- _Task goal_
Reproduce the records verbatim, starting at their first line and going on through the line that contains "rough mask: <svg".

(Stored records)

***

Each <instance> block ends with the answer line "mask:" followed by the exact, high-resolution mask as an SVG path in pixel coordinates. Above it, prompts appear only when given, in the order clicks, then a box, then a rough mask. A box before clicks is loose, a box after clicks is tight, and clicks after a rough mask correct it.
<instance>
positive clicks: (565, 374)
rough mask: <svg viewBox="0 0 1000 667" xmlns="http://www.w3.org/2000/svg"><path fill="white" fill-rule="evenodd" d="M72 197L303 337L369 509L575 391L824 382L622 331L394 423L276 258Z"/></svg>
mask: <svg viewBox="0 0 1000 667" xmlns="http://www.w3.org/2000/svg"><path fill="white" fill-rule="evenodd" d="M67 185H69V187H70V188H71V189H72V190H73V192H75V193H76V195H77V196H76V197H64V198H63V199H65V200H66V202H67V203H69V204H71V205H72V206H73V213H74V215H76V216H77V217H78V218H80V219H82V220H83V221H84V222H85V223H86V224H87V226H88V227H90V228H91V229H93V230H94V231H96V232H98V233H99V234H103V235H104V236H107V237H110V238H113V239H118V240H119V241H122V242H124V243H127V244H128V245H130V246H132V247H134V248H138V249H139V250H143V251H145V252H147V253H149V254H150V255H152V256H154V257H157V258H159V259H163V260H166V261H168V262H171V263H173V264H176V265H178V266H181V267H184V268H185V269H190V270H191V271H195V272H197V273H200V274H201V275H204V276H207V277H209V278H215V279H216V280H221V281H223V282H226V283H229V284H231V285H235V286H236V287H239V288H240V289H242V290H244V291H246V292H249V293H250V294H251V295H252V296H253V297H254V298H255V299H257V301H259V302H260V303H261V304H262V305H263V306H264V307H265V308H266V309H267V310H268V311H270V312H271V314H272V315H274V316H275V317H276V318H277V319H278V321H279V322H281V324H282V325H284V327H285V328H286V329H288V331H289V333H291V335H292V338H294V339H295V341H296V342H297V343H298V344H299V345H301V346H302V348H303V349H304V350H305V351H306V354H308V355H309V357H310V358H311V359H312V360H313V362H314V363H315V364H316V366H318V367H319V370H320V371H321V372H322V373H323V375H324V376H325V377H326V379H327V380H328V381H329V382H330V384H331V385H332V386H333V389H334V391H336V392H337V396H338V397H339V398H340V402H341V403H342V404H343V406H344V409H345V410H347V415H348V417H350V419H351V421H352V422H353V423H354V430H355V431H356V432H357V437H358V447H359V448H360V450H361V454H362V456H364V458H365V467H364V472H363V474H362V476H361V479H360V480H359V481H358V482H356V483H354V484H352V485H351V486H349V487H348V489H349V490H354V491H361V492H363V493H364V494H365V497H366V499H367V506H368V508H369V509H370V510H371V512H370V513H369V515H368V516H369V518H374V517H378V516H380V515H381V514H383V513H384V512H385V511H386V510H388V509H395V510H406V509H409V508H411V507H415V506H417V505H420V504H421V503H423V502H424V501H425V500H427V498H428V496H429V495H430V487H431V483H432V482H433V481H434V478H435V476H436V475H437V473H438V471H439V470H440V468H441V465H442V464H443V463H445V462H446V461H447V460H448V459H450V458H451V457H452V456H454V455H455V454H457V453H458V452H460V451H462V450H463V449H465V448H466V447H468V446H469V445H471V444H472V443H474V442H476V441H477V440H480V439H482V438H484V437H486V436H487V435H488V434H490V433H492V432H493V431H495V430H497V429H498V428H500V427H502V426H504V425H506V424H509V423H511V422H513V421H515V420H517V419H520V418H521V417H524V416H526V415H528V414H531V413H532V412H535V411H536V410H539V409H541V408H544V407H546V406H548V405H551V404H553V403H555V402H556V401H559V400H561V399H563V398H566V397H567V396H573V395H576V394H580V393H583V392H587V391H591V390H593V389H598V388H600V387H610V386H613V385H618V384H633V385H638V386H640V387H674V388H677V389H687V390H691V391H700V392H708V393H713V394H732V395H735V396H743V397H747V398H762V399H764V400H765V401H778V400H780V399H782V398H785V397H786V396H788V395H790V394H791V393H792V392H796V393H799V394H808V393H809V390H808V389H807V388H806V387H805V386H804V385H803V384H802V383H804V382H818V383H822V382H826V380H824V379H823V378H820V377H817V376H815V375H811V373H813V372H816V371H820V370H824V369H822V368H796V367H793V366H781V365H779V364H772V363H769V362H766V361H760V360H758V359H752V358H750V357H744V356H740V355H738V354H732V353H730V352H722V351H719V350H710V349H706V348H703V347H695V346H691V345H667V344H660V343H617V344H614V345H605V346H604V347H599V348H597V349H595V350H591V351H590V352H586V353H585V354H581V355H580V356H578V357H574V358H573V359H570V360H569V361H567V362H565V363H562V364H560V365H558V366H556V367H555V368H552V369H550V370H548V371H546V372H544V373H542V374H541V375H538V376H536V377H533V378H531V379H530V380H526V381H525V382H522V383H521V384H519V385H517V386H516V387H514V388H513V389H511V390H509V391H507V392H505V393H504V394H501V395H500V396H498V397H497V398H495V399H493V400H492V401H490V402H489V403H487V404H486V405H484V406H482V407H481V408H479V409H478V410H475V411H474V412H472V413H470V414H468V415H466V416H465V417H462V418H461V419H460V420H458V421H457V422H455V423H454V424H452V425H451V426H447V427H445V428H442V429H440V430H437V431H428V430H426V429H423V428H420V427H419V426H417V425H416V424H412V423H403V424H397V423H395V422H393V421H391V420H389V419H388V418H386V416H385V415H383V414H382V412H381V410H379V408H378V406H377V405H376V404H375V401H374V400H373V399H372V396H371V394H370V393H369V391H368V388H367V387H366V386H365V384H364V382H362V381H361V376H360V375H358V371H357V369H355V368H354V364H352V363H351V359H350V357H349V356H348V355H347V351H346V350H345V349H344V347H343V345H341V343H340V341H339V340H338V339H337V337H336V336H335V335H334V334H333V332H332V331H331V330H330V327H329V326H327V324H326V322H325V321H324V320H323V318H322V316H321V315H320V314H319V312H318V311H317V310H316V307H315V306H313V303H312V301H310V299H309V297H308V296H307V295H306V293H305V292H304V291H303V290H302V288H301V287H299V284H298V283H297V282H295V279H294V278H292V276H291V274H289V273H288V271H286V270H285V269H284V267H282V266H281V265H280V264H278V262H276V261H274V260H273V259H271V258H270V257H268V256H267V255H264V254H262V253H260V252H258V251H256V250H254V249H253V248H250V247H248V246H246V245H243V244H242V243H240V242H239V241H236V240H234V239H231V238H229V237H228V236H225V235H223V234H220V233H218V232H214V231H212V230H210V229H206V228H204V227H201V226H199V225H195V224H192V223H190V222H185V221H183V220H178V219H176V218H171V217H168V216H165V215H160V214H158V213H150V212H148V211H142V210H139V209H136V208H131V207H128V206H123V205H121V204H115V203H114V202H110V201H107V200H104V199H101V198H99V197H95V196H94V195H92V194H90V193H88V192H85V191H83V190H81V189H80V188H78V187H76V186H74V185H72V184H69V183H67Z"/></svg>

***

- _Solution to this exercise_
Each <instance> block ends with the answer line "mask:" followed by the exact, high-resolution mask as an SVG path in pixel coordinates. Above it, prompts appear only when given, in the order clicks, then a box, then a rough mask. A box before clicks is loose, a box after clicks is tight, and clicks after a rough mask correct it.
<instance>
positive clicks: (565, 374)
rough mask: <svg viewBox="0 0 1000 667" xmlns="http://www.w3.org/2000/svg"><path fill="white" fill-rule="evenodd" d="M72 197L303 337L369 509L575 391L824 382L622 331L394 423L276 258Z"/></svg>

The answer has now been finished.